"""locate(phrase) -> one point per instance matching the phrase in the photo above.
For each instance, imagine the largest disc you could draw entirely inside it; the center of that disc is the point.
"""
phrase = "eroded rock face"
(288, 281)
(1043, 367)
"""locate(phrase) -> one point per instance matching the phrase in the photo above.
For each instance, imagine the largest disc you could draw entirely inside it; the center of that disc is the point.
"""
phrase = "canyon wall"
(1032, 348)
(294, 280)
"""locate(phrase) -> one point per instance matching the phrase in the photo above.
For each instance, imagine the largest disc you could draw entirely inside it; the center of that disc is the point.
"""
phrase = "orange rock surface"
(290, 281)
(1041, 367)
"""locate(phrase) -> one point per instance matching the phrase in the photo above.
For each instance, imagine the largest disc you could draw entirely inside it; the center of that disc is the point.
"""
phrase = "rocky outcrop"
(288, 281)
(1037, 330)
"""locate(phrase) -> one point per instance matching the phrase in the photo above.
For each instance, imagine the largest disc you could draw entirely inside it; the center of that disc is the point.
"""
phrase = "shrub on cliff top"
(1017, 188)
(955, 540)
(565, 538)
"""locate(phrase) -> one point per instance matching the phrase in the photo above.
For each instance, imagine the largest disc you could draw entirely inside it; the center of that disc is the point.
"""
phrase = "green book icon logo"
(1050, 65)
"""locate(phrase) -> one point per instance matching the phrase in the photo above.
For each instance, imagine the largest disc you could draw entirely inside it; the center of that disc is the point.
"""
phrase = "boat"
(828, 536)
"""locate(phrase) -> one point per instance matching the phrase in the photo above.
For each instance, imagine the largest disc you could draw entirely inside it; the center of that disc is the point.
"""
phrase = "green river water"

▸ **TASK REQUIREMENTS**
Render the records from their first line through the line containing "(1043, 367)", inclusive, as a JSON list of strings, with one string per line and no blank lines.

▸ **EXERCISE RESPONSE**
[
  "\"\"\"locate(phrase) -> one point per instance matching the phrase in the photo above.",
  "For each instance, imagine the largest disc you could draw entirely inside it; the center of that disc is the point.",
  "\"\"\"",
  "phrase = \"eroded rock face\"",
  "(288, 281)",
  "(1043, 367)"
]